What this task involves >> Write out the whole listing exactly.

··· Data records ···

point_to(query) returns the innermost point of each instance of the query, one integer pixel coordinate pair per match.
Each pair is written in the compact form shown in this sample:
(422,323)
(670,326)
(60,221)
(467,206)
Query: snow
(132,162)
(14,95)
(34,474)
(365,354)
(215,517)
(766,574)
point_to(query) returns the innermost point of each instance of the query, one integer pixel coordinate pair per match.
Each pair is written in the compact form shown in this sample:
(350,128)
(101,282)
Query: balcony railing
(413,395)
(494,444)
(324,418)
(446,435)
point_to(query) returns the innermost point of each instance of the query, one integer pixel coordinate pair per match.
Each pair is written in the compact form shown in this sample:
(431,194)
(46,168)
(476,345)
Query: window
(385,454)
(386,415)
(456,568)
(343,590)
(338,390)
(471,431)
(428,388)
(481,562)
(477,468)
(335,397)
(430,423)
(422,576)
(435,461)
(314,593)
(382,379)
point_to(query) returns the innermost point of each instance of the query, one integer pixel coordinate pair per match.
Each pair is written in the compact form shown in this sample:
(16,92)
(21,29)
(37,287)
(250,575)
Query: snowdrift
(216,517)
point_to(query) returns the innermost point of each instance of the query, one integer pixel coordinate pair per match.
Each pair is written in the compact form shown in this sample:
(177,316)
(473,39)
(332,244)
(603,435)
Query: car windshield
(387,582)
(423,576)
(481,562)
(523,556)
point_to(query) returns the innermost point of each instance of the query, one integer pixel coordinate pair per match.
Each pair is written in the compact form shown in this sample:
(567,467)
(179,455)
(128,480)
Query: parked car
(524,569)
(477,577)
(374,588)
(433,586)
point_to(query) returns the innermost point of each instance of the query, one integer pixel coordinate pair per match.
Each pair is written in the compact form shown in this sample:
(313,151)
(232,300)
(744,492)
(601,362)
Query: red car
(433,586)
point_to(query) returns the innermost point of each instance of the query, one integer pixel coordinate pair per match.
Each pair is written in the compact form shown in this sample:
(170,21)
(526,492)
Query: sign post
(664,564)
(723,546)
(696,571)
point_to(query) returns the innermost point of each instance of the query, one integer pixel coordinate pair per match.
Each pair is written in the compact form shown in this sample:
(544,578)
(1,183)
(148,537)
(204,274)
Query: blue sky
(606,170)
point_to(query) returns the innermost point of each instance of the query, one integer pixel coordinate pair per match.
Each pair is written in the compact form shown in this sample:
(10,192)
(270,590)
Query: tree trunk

···

Response for this exercise >>
point_to(query) returns the innermost point of each instance of the query, one integer pixel coordinate pair per match.
Each pair is written in the compact form shown in this sample:
(422,323)
(670,326)
(60,221)
(467,206)
Query: snow
(132,162)
(14,95)
(34,474)
(365,354)
(215,517)
(766,574)
point_to(query) returns the innermost point of each instance of the query, one integer pixel coordinate pair per match.
Each pair is written in the compact form shown in this sample:
(350,128)
(101,282)
Query: balcony railing
(413,395)
(494,444)
(324,418)
(446,435)
point_to(query) returns the innermost point of each instance of the query, one integer pixel coordinate pair per match.
Each pair is written in the compact form shown in this sample:
(431,194)
(46,168)
(476,345)
Query: window
(385,454)
(386,415)
(456,568)
(343,590)
(338,390)
(471,431)
(428,388)
(481,562)
(477,468)
(335,397)
(430,423)
(422,576)
(435,461)
(314,593)
(382,379)
point_to(query) returns the innermost point of each instance of the query, one integer pixel coordinate pair per match.
Each pair is written in the compact form shown in this sample:
(16,92)
(21,29)
(37,287)
(250,575)
Query: snowdrift
(216,517)
point_to(query) returns the innermost point of each instance of the query, one integer pixel coordinate pair per match.
Each pair is written in the compact form shown in this sample:
(177,316)
(473,39)
(332,244)
(603,435)
Query: car windshield
(387,582)
(423,576)
(481,562)
(523,556)
point_to(query) returns the innermost point of each instance of the query, one integer pixel coordinate pair per match.
Each pair is written in the compact form shown in this sample:
(567,467)
(179,455)
(128,480)
Query: parked car
(524,569)
(477,577)
(374,588)
(433,586)
point_to(query) returns the innermost point of each instance of the query, one integer pixel coordinate pair per match.
Each pair is written in the compact form shown in this sample:
(313,151)
(232,300)
(744,492)
(601,362)
Query: red car
(433,586)
point_to(query) returns the innermost point of each instance of the query, one integer pixel coordinate pair per match.
Each pair is written in the compact form shown in this sample:
(170,21)
(526,492)
Query: sign post
(664,564)
(723,546)
(696,571)
point_to(query) returns the innermost point of each instance of the query, one integer pixel coordinate pair per match.
Each pair is written in the compact form shown in this sample:
(544,578)
(1,183)
(148,537)
(204,274)
Query: blue sky
(606,170)
point_to(query) returns the innermost point of each instance of the query, one integer pixel coordinate pair per match.
Each pair is written in the compact form shown in this sample:
(10,192)
(270,590)
Query: tree trunk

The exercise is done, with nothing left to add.